Input records:
------------------------------------------------

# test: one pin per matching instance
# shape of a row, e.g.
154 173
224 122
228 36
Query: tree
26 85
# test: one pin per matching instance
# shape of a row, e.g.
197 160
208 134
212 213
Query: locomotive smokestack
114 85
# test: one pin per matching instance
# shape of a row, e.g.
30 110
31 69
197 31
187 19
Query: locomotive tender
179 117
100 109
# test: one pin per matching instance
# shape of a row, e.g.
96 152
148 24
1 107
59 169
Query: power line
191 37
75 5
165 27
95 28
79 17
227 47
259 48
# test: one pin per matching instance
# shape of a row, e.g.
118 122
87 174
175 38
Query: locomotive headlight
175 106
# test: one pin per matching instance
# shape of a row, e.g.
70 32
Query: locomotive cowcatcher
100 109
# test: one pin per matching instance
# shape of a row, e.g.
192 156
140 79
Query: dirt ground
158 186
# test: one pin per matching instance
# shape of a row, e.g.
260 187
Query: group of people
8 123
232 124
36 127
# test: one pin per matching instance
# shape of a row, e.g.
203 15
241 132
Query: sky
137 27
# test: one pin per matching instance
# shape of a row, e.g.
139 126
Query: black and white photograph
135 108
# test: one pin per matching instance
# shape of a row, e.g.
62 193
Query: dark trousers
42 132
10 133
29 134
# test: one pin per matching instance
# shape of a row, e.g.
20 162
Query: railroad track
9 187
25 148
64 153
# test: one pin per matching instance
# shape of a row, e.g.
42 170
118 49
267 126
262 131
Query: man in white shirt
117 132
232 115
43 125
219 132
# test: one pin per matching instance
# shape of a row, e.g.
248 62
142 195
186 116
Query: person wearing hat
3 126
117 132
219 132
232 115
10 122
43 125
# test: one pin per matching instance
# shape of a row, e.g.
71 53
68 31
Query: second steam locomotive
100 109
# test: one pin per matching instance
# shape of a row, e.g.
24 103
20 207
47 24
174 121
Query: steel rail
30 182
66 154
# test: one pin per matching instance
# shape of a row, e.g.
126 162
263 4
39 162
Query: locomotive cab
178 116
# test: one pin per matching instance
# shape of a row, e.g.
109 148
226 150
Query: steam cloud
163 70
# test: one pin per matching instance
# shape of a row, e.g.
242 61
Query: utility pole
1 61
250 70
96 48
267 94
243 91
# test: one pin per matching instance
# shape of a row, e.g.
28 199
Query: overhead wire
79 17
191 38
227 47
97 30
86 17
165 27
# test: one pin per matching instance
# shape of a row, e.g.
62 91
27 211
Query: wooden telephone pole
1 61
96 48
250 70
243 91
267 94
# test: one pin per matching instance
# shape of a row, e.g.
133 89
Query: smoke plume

------------------------------------------------

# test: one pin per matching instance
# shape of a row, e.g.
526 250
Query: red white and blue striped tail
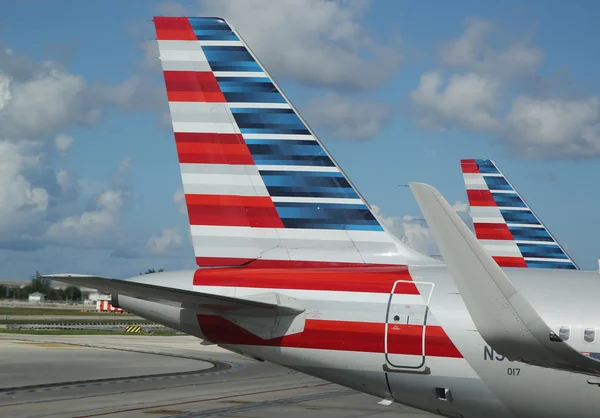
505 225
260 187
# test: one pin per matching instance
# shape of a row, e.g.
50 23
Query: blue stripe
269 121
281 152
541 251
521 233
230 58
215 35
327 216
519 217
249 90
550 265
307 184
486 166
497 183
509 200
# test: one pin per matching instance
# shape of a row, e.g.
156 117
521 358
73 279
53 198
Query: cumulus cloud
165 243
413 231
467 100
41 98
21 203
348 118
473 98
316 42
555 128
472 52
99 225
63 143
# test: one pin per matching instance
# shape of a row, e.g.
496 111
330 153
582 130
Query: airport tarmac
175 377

------------------------------------------------

Instructions for the task: Show each line of the data above that contains the word "locomotive".

Worked solution:
Query: locomotive smokestack
Query: locomotive tender
Query: locomotive headlight
Query: locomotive cowcatcher
Query: second steam locomotive
Query: locomotive cab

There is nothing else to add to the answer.